§ TASK DETAILS: Please render every line of the material below as a Markdown table with the columns Row and Line, numbering each row and skipping blank lines. Leave the pictures out.

--- Begin ---

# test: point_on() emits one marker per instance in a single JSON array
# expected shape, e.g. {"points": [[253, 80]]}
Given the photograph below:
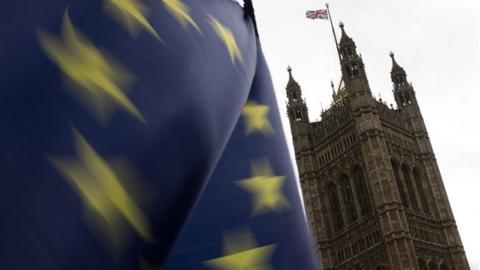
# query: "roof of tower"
{"points": [[291, 80], [345, 39], [396, 68]]}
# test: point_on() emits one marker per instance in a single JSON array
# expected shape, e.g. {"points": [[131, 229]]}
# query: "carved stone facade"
{"points": [[373, 191]]}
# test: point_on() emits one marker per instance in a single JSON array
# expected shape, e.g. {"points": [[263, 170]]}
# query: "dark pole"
{"points": [[334, 34], [249, 11]]}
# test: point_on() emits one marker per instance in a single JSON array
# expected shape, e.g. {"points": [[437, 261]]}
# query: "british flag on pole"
{"points": [[317, 14]]}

--- End ---

§ RESULT BELOW:
| Row | Line |
|---|---|
| 1 | # test: point_on() emits one marker per instance in a single JSON array |
| 2 | # expected shape, e.g. {"points": [[253, 80]]} |
| 3 | Given the photograph below: |
| 4 | # query: "roof of tower" |
| 5 | {"points": [[291, 80], [345, 39], [396, 68]]} |
| 6 | # test: point_on() emits one marker per instance in a single JSON array |
| 7 | # expected shape, e.g. {"points": [[131, 229]]} |
| 8 | # query: "carved stone facade" |
| 9 | {"points": [[373, 191]]} |
| 10 | # test: point_on() emits one marker per instance in a single JSON array |
| 11 | # expected shape, e.g. {"points": [[263, 170]]} |
| 12 | # query: "dark pole" |
| 13 | {"points": [[334, 34], [249, 11]]} |
| 14 | # test: point_on() emits one marker per instance in a single JSON array |
| 15 | # expected shape, e.g. {"points": [[437, 261]]} |
| 16 | # query: "british flag on pole" |
| 17 | {"points": [[317, 14]]} |